Collection entries:
"""

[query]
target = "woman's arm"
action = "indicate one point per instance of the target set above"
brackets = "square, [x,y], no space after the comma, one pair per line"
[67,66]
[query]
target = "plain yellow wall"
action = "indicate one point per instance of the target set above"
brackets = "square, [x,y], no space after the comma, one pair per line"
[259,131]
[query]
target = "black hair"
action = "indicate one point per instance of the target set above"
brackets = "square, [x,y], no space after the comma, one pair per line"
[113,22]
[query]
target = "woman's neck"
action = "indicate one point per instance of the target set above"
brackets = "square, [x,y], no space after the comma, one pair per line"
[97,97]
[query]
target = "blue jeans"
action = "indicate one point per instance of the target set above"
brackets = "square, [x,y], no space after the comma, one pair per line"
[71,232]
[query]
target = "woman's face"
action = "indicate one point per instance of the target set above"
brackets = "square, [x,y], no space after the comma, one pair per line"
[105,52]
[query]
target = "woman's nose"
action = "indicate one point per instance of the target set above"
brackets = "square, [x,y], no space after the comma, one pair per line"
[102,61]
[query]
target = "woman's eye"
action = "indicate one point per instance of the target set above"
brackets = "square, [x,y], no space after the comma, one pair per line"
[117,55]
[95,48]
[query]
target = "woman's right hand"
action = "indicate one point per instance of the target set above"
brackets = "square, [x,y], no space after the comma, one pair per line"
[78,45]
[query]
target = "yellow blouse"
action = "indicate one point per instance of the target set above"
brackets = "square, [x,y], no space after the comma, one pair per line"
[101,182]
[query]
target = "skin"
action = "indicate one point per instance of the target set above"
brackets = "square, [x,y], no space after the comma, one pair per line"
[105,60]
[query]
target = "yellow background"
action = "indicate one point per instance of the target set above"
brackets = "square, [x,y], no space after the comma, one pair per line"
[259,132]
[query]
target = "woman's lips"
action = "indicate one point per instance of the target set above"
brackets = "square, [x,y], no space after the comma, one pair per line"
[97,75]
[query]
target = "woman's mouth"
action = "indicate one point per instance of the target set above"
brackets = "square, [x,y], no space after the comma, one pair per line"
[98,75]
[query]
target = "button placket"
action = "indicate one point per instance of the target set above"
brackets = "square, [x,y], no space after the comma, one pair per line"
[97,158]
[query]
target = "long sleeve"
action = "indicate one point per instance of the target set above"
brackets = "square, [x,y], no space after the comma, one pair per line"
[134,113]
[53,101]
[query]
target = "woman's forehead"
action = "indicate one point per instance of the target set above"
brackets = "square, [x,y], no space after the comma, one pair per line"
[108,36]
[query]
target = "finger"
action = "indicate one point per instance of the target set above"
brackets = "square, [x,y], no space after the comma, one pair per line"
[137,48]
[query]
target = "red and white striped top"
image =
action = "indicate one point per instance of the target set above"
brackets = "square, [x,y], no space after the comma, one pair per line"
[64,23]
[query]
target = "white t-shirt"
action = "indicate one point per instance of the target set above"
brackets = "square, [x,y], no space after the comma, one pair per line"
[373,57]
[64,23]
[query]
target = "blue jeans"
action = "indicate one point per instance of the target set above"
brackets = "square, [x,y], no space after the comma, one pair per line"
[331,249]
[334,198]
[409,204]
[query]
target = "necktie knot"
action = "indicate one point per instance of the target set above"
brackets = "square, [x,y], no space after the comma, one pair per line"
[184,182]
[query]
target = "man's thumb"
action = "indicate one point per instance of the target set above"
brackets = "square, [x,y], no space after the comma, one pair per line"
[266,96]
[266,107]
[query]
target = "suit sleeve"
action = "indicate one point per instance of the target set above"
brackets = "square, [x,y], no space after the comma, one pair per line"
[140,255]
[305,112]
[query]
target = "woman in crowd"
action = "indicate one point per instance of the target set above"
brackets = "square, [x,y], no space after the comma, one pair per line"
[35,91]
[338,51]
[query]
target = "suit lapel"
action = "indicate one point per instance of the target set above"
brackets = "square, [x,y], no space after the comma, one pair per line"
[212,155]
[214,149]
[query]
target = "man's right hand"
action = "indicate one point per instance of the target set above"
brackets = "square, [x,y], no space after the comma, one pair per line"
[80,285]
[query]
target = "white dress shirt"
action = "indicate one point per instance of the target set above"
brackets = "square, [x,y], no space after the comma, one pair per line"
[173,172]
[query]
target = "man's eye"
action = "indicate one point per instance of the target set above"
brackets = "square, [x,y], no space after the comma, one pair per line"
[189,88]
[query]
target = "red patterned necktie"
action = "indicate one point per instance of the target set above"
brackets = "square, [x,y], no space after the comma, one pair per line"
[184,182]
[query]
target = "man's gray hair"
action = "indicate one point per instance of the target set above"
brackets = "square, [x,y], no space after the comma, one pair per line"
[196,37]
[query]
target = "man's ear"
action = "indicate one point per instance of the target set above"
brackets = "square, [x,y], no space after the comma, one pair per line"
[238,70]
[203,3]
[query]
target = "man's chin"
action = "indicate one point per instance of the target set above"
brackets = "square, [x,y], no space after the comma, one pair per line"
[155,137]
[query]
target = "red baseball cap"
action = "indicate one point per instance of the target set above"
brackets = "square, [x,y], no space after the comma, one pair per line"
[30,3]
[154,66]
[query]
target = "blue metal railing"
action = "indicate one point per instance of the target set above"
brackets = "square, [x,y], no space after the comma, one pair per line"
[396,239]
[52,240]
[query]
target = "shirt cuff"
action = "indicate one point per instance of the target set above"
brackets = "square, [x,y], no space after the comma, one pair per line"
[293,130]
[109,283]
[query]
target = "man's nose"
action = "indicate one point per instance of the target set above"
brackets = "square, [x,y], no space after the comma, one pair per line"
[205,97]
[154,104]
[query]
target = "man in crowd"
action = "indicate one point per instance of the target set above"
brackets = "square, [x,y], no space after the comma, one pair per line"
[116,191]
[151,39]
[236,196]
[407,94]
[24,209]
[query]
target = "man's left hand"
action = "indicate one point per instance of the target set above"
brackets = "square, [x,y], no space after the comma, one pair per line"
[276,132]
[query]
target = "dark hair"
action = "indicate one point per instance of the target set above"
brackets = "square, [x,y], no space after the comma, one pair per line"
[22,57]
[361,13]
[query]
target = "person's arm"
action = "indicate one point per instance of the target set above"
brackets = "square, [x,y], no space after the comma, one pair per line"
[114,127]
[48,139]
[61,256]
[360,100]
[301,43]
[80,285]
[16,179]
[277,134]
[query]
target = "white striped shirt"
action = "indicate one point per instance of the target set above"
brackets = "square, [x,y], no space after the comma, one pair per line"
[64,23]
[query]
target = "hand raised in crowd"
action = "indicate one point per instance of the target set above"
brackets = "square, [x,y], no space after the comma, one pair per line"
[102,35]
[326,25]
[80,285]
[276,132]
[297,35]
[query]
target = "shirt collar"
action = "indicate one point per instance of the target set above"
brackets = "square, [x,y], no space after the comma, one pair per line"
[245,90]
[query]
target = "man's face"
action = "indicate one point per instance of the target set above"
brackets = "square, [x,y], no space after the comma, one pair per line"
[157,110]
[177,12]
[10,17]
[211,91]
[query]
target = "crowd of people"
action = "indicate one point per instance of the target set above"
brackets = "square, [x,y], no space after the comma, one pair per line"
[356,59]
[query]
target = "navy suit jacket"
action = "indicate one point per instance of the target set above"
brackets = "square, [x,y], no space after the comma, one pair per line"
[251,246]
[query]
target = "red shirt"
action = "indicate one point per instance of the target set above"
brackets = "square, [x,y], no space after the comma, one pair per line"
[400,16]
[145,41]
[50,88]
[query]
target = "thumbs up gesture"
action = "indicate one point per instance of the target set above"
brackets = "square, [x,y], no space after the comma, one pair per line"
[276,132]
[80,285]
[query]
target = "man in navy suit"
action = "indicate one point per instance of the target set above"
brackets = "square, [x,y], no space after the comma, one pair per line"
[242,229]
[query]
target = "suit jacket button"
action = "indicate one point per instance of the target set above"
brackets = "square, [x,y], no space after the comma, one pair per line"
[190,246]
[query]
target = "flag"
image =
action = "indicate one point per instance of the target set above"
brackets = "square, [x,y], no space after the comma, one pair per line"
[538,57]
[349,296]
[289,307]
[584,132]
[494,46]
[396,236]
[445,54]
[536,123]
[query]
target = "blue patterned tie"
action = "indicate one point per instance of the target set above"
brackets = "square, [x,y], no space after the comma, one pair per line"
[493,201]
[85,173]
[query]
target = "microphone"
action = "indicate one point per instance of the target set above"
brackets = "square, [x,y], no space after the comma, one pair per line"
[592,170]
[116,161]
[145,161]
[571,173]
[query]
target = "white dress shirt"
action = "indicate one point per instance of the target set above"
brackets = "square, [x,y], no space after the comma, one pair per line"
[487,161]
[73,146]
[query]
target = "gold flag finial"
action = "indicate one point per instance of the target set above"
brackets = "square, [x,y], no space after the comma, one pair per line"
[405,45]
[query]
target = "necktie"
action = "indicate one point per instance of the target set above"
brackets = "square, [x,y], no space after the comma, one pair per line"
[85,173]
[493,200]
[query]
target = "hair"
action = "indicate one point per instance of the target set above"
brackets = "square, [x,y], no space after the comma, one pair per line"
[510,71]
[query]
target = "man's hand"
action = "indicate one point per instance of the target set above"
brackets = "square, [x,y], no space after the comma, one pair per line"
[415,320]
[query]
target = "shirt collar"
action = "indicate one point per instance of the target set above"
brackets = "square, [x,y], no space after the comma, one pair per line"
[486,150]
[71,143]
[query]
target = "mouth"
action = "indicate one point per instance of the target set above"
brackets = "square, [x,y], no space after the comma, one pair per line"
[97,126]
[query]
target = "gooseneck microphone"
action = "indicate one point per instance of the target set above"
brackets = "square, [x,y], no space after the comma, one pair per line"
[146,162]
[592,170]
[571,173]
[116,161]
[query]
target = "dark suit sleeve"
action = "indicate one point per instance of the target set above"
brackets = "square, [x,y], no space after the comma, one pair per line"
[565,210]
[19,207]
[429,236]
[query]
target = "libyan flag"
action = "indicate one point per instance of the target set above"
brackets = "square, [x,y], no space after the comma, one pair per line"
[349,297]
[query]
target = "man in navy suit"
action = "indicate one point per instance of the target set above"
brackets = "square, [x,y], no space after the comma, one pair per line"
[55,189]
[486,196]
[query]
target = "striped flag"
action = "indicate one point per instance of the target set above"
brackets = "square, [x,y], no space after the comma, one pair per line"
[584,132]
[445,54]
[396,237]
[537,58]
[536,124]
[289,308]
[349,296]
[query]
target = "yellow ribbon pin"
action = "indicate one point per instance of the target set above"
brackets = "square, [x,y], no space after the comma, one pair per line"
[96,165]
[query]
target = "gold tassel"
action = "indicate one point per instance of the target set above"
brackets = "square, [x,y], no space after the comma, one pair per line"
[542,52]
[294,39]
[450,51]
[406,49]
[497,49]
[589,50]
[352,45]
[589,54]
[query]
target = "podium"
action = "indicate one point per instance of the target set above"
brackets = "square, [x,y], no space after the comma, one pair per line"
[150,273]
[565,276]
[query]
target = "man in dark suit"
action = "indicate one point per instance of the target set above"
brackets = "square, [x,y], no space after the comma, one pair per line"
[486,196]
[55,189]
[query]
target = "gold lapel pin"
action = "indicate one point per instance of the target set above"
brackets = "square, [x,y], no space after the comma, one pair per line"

"""

What is the number of lines in the data that include "shirt"? Respond with that number and no other text.

Worked solution: 8